Selected extract
►
Remaking the argument for a Europe of rights, thus, requires us both to articulate clearly the moral case for rights, even when their protection may require us to give up some sovereignty or when a rights violation in question seems far from our own experiences. It requires us to see a violation in Ljubljana and Limavady as equally injurious to our humanity; to care as much for our fellow European in Ghent as in Galway; to see our land as much as that of our European co-denizens as of our scattered, intergenerational diaspora.
It requires us also to press with urgency for a Europe of rights that goes beyond practical and technical solutions to legal challenges and recommits to the true and rich solidarity that underpins the vision of Europe. That may in turn compel us to move on from a Wilsonian idealism that believes democracy and capitalism are the keys to freedom, peace and prosperity. It may require us to question again the ordoliberalism of the Union and its fiscal and economic structures and policies. It may require us to look with more care and more love on our compatriots and enact our esteem for them with more open borders, more supportive socio-economic models, and more welcoming hearts.
◄
(Shape labeling records)
►
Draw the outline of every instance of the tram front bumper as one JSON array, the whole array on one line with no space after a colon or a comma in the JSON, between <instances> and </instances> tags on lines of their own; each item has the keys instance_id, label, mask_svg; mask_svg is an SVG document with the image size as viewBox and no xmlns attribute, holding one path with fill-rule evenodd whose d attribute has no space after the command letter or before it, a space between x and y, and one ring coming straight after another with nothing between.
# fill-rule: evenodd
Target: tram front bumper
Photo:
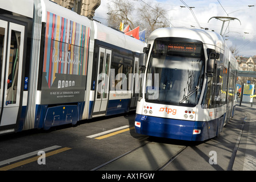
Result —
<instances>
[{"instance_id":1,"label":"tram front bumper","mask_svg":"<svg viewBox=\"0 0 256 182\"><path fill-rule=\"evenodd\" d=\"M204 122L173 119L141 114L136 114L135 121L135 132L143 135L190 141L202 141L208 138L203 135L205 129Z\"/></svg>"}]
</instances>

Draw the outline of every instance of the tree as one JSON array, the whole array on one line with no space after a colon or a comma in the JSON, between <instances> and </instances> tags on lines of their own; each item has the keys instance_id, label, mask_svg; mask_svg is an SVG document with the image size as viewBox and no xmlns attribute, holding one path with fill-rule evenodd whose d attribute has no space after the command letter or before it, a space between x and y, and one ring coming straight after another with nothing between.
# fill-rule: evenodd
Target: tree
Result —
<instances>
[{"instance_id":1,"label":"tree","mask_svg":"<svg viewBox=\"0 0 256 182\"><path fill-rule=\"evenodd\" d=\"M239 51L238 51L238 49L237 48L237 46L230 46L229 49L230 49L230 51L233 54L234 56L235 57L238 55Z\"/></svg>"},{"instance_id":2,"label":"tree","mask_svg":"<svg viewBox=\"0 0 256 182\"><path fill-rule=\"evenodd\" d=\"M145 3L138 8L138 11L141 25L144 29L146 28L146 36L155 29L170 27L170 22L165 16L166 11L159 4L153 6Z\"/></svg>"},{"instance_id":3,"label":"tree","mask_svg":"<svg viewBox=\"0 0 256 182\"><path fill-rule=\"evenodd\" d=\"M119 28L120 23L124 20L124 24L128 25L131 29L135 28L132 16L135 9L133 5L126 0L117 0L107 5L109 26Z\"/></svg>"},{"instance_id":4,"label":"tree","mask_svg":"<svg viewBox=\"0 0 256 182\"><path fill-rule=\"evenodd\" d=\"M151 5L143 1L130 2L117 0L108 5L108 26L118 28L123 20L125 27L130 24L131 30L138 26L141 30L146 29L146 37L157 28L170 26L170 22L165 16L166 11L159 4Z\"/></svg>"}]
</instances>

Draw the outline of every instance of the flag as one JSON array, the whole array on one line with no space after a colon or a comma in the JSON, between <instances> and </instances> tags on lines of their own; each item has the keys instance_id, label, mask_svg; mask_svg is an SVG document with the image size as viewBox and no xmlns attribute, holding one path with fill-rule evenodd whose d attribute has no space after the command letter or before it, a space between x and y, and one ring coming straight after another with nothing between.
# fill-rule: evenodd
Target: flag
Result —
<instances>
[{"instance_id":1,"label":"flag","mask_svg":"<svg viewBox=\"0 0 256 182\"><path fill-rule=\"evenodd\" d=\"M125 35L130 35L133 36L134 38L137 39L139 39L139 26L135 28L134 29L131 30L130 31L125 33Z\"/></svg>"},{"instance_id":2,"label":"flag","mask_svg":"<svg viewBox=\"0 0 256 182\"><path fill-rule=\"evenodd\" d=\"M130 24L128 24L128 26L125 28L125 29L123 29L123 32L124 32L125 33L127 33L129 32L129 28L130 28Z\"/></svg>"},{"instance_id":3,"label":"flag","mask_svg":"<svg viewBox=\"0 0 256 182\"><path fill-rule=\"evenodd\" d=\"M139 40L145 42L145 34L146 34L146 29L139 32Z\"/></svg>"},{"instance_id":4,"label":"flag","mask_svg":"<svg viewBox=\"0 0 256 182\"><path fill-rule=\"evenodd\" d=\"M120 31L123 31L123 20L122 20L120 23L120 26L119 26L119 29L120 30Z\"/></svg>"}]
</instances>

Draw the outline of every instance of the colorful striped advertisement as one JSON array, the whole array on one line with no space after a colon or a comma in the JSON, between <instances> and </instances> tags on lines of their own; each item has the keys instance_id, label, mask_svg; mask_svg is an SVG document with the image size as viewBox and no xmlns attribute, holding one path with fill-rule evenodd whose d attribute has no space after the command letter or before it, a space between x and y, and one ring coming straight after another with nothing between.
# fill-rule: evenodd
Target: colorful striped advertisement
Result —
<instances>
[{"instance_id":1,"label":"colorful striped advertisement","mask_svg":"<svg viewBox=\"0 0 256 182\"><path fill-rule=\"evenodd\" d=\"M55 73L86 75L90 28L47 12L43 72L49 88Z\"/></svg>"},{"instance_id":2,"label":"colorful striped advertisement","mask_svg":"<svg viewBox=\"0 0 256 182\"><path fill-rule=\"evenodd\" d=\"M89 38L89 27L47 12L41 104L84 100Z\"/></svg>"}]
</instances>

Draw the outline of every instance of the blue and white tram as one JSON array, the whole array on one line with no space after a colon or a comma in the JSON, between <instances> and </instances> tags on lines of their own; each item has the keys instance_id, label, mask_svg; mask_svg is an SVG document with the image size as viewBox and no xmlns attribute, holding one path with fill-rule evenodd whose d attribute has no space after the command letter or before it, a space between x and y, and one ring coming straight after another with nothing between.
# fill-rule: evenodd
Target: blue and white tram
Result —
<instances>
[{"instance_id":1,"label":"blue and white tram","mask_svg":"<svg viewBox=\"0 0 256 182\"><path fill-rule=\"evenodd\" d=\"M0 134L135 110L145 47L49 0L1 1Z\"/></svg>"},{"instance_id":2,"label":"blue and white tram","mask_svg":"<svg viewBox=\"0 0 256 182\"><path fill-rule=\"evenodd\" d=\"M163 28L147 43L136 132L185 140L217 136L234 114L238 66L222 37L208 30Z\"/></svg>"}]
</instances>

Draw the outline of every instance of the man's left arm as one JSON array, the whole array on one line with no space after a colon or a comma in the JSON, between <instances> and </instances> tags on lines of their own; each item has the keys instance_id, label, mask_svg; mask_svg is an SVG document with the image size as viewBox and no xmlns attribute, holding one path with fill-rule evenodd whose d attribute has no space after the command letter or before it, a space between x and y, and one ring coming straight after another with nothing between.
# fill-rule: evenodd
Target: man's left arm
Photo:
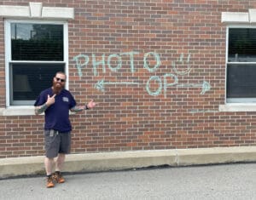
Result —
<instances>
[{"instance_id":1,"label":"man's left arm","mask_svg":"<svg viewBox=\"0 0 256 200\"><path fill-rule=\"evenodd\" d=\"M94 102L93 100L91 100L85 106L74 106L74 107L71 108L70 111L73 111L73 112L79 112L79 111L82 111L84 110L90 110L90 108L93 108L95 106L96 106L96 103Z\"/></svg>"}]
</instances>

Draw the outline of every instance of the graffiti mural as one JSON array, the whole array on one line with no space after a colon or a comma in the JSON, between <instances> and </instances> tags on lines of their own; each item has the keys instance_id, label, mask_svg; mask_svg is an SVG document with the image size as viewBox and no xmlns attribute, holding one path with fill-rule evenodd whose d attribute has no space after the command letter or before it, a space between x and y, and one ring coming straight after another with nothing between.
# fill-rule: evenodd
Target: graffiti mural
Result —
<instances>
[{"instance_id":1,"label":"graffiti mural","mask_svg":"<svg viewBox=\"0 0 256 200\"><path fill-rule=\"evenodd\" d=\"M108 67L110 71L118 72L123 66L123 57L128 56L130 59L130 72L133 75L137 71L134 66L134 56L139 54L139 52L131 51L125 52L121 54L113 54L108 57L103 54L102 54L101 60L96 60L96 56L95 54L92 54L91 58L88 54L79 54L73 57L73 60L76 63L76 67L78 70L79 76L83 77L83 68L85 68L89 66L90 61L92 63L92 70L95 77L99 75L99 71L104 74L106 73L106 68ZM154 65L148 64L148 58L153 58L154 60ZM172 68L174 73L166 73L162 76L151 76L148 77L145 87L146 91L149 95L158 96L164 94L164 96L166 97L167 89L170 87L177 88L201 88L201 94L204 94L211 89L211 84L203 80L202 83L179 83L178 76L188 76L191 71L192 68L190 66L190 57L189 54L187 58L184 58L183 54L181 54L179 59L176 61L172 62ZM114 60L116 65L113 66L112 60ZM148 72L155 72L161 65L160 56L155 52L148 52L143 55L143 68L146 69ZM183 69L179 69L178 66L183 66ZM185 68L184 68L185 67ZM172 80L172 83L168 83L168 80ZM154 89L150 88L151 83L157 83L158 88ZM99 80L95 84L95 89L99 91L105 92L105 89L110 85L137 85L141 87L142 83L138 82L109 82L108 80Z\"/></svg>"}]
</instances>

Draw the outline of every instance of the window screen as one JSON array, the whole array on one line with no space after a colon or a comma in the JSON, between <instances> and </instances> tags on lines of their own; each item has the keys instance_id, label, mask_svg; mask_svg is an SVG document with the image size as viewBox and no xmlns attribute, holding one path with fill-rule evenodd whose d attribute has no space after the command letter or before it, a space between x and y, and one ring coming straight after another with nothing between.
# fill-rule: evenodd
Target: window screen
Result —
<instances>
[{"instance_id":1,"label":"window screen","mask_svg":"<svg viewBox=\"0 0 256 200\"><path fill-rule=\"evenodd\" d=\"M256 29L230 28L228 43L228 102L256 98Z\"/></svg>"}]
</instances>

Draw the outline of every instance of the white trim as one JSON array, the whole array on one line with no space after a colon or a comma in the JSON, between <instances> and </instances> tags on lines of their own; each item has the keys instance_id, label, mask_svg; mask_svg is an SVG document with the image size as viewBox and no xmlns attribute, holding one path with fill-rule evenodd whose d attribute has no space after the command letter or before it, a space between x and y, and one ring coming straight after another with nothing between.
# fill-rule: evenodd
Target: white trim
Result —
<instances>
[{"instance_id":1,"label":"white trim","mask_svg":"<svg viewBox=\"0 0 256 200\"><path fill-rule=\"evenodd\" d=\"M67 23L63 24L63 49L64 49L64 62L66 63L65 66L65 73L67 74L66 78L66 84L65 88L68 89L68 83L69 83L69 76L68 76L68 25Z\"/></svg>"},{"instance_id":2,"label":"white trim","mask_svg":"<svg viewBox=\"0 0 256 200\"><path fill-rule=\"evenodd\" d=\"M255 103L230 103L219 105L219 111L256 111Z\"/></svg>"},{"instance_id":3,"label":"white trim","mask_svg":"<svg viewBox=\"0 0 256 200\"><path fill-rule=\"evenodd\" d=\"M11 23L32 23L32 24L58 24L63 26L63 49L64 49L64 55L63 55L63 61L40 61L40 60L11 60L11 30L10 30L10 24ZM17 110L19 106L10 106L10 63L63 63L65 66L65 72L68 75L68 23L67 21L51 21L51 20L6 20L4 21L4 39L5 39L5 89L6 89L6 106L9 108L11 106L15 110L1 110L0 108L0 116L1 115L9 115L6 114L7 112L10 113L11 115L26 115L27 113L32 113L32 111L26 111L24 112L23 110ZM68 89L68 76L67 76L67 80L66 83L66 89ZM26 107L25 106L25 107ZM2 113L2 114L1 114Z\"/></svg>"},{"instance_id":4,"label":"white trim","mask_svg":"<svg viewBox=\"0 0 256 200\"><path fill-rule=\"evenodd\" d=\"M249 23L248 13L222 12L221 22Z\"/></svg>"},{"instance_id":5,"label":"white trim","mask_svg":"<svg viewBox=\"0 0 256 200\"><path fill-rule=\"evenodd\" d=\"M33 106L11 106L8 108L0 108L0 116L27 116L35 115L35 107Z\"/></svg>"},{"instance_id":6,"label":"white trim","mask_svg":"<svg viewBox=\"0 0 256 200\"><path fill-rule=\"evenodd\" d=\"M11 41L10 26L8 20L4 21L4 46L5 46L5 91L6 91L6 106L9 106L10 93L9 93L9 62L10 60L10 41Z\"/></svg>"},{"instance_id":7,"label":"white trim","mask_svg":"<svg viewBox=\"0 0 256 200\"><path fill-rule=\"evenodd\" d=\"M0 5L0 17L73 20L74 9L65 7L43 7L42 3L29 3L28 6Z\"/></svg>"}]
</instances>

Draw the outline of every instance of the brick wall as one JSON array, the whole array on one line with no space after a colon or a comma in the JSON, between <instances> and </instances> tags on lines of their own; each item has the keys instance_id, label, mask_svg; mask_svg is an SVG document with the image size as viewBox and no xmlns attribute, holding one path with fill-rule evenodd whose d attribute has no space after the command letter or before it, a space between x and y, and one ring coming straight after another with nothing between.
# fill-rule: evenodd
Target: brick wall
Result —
◄
Required tasks
1: In the passage on a Europe of rights, rewrite the stretch from "It requires us also" through "more welcoming hearts.", substituting "unity" for "solidarity".
2: In the passage on a Europe of rights, what does Wilsonian idealism believe?
3: Write the next part of the passage on a Europe of rights, picking up after its final sentence.

Outputs
1:
It requires us also to press with urgency for a Europe of rights that goes beyond practical and technical solutions to legal challenges and recommits to the true and rich unity that underpins the vision of Europe. That may in turn compel us to move on from a Wilsonian idealism that believes democracy and capitalism are the keys to freedom, peace and prosperity. It may require us to question again the ordoliberalism of the Union and its fiscal and economic structures and policies. It may require us to look with more care and more love on our compatriots and enact our esteem for them with more open borders, more supportive socio-economic models, and more welcoming hearts.

2: It believes that democracy and capitalism are the keys to freedom, peace and prosperity.

3:
This is not to say that some of the challenges thrown up by Brexit are not amenable to technical and practical solutions; of course they are. The nature and status of retained legislation in the UK is a matter, partly, of technical legal design. The operation of an all-island system of rights and a near-invisible border between the two jurisdictions can be resolved with a set of technical solutions. But even these technical and practical solutions will not work without an underpinning commitment to rights between all of the relevant stakeholders: the member states, the European Union, and the peoples of Europe and of these islands.
Technocracy ultimately fails because it conceits to divorce the technical from the political; when it comes to rights these two cannot be separated. If the reaction to Brexit is merely to seek technical and practical solutions without attending to the root causes and their potential persistence within the European Union then the setting for further ‘_exits’ will remain undisturbed, and the price may well be far greater than any us care to consider.
In Whatever you Say, Say Nothing, from which I have already quoted, Seamus Heaney closes with words that seem apt for the situation we find ourselves in now:
Competence with pain,
Coherent miseries, a bite and sup,
We hug our little destiny again.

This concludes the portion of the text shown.